## Page text
^^^^

0

I currently have 19 excel files with 7 columns in 11 of them and 9 columns in the other 8. Both files essentially have the exact some data, but the last 9 just has some extra that I don't need. My ultimate goal is to pluck out the 4 columns that I need to manipulate and have them all as one data.frame so I can perform cross tabulations later.

I have successfully accomplished importing a singular file using the following code to deal with my formatting issues:

import <- read.csv(file = "myfile.csv", head = TRUE, sep = "|", stringAsFactors = FALSE)

I am trying to come up with a succinct way to import this data in one shot. I found this SO Question and tried using the codes provided as there are tons of suggestions, however I only got one option to actually work for me without producing an error or a warning.

temp = list.files(pattern="*.csv")
for (i in 1:length(temp)) assign(temp[i], read.csv(temp[i], head = TRUE, 
      sep = "|", stringAsFactors = FALSE))

My problem now, the files I wish to import are displaying in the global environment. They show as data.frame types with accurate lengths, size and values for their respective contents. But I can't call any of them. In the comments of that question, someone asked about this but I did not exactly see any replies to remedy it. Although there are file names displayed (being the original excel document name) these names contain spaces and if I try to call them based on the file names R doesn't like it and won't do it.

^^^^

## Rows

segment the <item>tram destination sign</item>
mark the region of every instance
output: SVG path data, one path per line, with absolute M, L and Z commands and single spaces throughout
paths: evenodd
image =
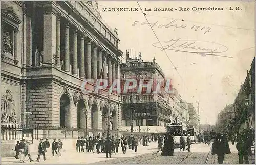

^^^^

## Directions for this task
In the forum post on importing CSV files into R, how many of the 19 files have 9 columns?

## Solution for this task
Eight of them.